With the records in front of you, set every one of them down exactly.

──────── EXERCISE INPUT

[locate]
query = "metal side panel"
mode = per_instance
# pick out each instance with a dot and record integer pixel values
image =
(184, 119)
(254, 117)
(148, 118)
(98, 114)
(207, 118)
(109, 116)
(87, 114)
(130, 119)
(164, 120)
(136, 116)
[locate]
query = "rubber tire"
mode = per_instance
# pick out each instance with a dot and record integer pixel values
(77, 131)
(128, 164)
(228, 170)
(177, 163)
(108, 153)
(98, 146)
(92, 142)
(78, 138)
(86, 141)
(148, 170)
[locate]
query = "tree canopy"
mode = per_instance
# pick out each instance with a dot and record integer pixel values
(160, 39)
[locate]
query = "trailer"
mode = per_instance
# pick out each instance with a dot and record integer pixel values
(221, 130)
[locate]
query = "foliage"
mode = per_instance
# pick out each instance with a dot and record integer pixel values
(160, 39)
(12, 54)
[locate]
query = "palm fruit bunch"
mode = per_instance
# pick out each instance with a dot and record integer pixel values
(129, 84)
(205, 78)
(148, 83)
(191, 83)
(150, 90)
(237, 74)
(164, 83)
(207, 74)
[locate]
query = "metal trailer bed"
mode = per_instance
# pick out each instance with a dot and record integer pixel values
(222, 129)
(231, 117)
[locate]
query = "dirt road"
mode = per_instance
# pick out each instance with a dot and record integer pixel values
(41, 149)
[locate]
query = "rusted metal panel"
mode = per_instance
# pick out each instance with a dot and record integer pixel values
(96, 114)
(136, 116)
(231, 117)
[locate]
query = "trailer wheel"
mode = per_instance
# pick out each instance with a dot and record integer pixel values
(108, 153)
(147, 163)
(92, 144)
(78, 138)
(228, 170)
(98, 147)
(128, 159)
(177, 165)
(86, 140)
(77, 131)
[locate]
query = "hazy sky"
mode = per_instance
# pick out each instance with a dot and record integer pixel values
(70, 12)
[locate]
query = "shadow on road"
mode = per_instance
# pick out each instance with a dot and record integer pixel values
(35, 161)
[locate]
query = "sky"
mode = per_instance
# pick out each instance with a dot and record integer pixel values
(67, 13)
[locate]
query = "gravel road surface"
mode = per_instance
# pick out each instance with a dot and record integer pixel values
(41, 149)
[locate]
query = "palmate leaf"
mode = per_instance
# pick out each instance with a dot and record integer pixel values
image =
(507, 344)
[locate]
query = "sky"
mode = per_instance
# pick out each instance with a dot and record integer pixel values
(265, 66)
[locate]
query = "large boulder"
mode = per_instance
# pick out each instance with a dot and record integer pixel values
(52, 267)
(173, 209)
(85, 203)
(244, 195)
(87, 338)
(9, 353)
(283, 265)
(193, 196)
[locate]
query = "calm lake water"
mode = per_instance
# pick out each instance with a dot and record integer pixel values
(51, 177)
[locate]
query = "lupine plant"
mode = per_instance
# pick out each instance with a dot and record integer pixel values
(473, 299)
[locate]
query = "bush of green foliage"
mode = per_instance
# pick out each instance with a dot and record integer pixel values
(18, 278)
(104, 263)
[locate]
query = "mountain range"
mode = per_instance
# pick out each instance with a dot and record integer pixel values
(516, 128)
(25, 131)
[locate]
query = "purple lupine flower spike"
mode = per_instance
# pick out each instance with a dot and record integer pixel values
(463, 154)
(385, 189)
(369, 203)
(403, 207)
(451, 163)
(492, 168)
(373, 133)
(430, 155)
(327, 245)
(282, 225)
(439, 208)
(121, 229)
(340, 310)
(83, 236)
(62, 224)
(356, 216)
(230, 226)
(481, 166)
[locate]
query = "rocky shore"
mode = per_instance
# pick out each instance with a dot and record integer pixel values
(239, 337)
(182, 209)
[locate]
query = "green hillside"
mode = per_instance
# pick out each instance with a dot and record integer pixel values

────────────────

▶ [COMPLETED TASK]:
[locate]
query = "metal side panel"
mode = per_instance
# pick out each instance with a dot and record integer pixel values
image =
(184, 119)
(254, 117)
(148, 118)
(98, 114)
(207, 118)
(109, 116)
(87, 114)
(130, 119)
(164, 120)
(136, 116)
[locate]
query = "rubber tire"
mode = per_instance
# pick out each instance with a dot and record integer pixel values
(77, 131)
(128, 164)
(228, 170)
(177, 163)
(108, 153)
(98, 146)
(92, 142)
(78, 138)
(86, 141)
(148, 170)
[locate]
query = "tree canopy"
mode = per_instance
# pick out each instance with a dot and record integer pixel values
(160, 39)
[locate]
query = "trailer"
mode = per_instance
# pick out each instance with a dot and record integer pixel values
(221, 130)
[locate]
query = "foliage"
mode = per_instance
# pick out each instance with a dot and record integer pixel values
(160, 39)
(12, 54)
[locate]
query = "palm fruit bunch"
mode = per_instance
# pick out each instance with a dot and record integer pixel values
(129, 84)
(205, 78)
(148, 83)
(191, 83)
(150, 90)
(237, 74)
(164, 83)
(207, 74)
[locate]
query = "metal trailer bed"
mode = per_instance
# pick out each instance with a dot and record integer pixel values
(222, 129)
(231, 117)
[locate]
query = "dirt road"
mode = per_instance
# pick out each instance with a dot and record integer pixel values
(41, 149)
[locate]
query = "rusted metal panel"
mode = per_instance
# pick out each instance with a dot and record integer pixel values
(96, 114)
(136, 116)
(231, 117)
[locate]
query = "trailer wheel"
mode = per_instance
# pick out each instance with a dot and record integer pixel values
(108, 153)
(147, 163)
(92, 144)
(78, 138)
(228, 170)
(98, 147)
(128, 159)
(177, 165)
(86, 140)
(77, 131)
[locate]
query = "hazy sky"
mode = per_instance
# pick out each instance with a dot and record integer pixel values
(70, 12)
[locate]
query = "shadow on road"
mode = per_instance
# pick out each instance with a dot and record integer pixel values
(35, 161)
[locate]
query = "sky"
mode = per_instance
# pick out each instance with a dot and record integer pixel values
(67, 13)
[locate]
query = "gravel road surface"
mode = per_instance
# pick out each instance with a dot and record integer pixel values
(41, 149)
[locate]
query = "palmate leaf"
mode = per_instance
# pick out each instance with a dot and record integer pixel values
image =
(507, 344)
[locate]
query = "sky"
mode = per_instance
# pick out each instance with a dot and record integer pixel values
(265, 66)
[locate]
query = "large boulder"
mode = per_instance
# pick out each instance with a dot and record integer pixel values
(52, 267)
(173, 209)
(85, 203)
(244, 195)
(87, 338)
(9, 353)
(283, 265)
(193, 196)
[locate]
query = "calm lake water"
mode = per_instance
# pick out each instance with a dot and record integer pixel values
(51, 177)
[locate]
query = "lupine plant"
mode = per_instance
# pick out each instance with a dot and record integer pixel values
(473, 299)
[locate]
query = "bush of green foliage"
mode = per_instance
# pick out each instance with a dot and record integer pixel values
(18, 278)
(104, 263)
[locate]
query = "mountain range"
mode = per_instance
# pick out each instance with a dot and record integer pixel values
(516, 128)
(25, 131)
[locate]
query = "purple lupine flower spike"
mode = per_instance
# pick out each instance with a dot and record integer pixel values
(463, 154)
(385, 189)
(369, 203)
(403, 207)
(451, 163)
(492, 168)
(373, 133)
(430, 155)
(327, 245)
(282, 225)
(439, 208)
(121, 229)
(340, 310)
(83, 236)
(62, 224)
(356, 216)
(230, 226)
(481, 166)
[locate]
query = "rocky shore"
mode = per_instance
# pick out each instance with a dot and record integer pixel values
(239, 337)
(182, 209)
[locate]
query = "green hillside"
mode = per_instance
# pick out each instance with a dot and record integer pixel values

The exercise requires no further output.